Evenals in de vorige gemeentes was ook hier ds. Neerken zeer trouw in zijn pastorale werk. Om de verst wonende gemeenteleden te bezoeken, moest hij een afstand afleggen van acht km. Hij deed het allemaal op z’n fiets met hulpmotor, want een auto had hij niet. De hulpmotor had hij gekregen van de kerkenraad in Dedemsvaart; in eerste instantie, omdat hij had bedankt voor het beroep van Bodegraven. Toen hij voor de tweede keer werd beroepen wilde hij de hulpmotor (die nog geleverd moest worden) niet meer hebben. De kerkenraad zette echter door en hij kreeg hem alsnog als dank voor bewezen diensten.
Contact met de gemeente is altijd belangrijk geweest voor ds. Neerken, dus ook hier ging hij samen met de ouderling op huisbezoek. Elk jaar een andere wijk. De jeugd kreeg ook hier weer ruimschoots de aandacht. Ds. Neerken bezocht de jeugdverenigingen en eenmaal per maand was de jeugd op zondagavond welkom in de pastorie. Tot op de dag van vandaag denken veel gemeenteleden met veel plezier terug aan die avonden.
Voor catechisatie werd altijd wel een gaatje gevonden: een belijdeniscatechisant, die nogal ver weg woonde, maar in dezelfde straat werkte waar de pastorie stond, was tussen de middag met zijn boterhammen welkom. Hij kreeg koffie én catechisatie.
In deze gemeente was mevrouw Neerken, evenals in Dedemsvaart, presidente van de vrouwenvereniging.
Als na het weekend de kinderen waren vertrokken, de was gedaan was, vroeg mevrouw Neerken vaak de vrouw van de koster, die naast de pastorie woonde, op de koffie. Koekjes konden dan niet altijd gepresenteerd worden. Daarmee hadden de kinderen Neerken de zondag daarvoor wel raad geweten, maar er was altijd wel ontbijtkoek. Toen bij de gereformeerde overburen een dochtertje werd geboren, moest de baby na twee dagen snel naar het ziekenhuis. De vader vertrok met het kind naar het ziekenhuis en de kraamvrouw bleef achter met twee jongetjes. Mevrouw Neerken kwam om haar te steunen, naast haar bed zitten. In Bodegraven herinnert men zich de Neerkens als trouwe, heelgewone hartelijke mensen, die sober leefden.

· · · · ·

▸ Doel 1:
Komen de volgende uitspraken overeen met de tekst over ds. Neerken? Antwoord per uitspraak met ja of nee, en citeer de woorden uit de tekst die de doorslag geven.
(a) Ds. Neerken bezocht de verst wonende gemeenteleden met de auto.
(b) Eenmaal per maand was de jeugd op zondagavond welkom in de pastorie.
(c) De hulpmotor kreeg ds. Neerken van de kerkenraad in Bodegraven.
▸ Doel 2:
Schrijf de tekst over ds. Neerken verder, aansluitend op de laatste zin.

▸ Materiaal:
· · · · ·

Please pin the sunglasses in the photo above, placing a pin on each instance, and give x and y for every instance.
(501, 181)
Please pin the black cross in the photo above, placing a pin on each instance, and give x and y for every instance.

· · · · ·

▸ Geschreven antwoord 1:
(a) Nee: "Hij deed het allemaal op z’n fiets met hulpmotor, want een auto had hij niet."
(b) Ja: "eenmaal per maand was de jeugd op zondagavond welkom in de pastorie."
(c) Nee: "De hulpmotor had hij gekregen van de kerkenraad in Dedemsvaart"

▸ Geschreven antwoord 2:
Hoogstede
In 1954 neemt ds. Neerken, als eerste predikant in een nieuw gevormde gemeente, een beroep aan naar zijn geboorteplaats Hoogstede. Dus terug naar Duitsland. De Altreformierte Kirche van Hoogstede maakt samen met een zevental andere gemeenten in de Graafschap Bentheim en een vijftal gemeenten in Oost-Friesland reeds lange tijd deel uit van de Gereformeerde Kerken in Nederland. Wat betreft de taal: tot 1970 werd in veel van deze kerken, b.v. ook in Emlichheim, niet zo ver van Hoogstede, uitsluitend in het Nederlands gepreekt en gezongen. Ds. Neerken hield de meeste diensten dan ook in het Nederlands. In de kerken, verder van de grens verwijderd, was men al eerder op Duits overgegaan. Preekte ds. Neerken in één van die kerken, dan hield bij de dienst in het Duits; iets wat voor hem ook geen groot probleem was. In 1953 was in Hoogstede een nieuwe kerk geïnstitueerd (Volgend jaar zal daaraan aandacht besteed worden in de gemeente Hoogstede). In 1953 telde de gemeente Hoogstede 274 leden. De gezondheid van ds. Neerken liet aan het eind van de jaren vijftig te wensen over.
Den Ham
Op 1 april 1959 ging hij om gezondheidsredenen met vervroegd emeritaat en vestigde zich met zijn vrouw in Den Ham, waar hun oudste dochter Miny onderwijzeres was. Lang hebben ze daar niet samen kunnen wonen: Op 28 januari 1960 overleed mevrouw Neerken. Ds. Neerken zelf overleed op 1 februari 1962. Belden zijn begraven in Den Ham.
Het gezin Neerken in maart 1943. Van links naar rechts: Jan, Tiny, Miny, ds. Neerken, Jenny, mevr. Neerken, Klaas en Gerry.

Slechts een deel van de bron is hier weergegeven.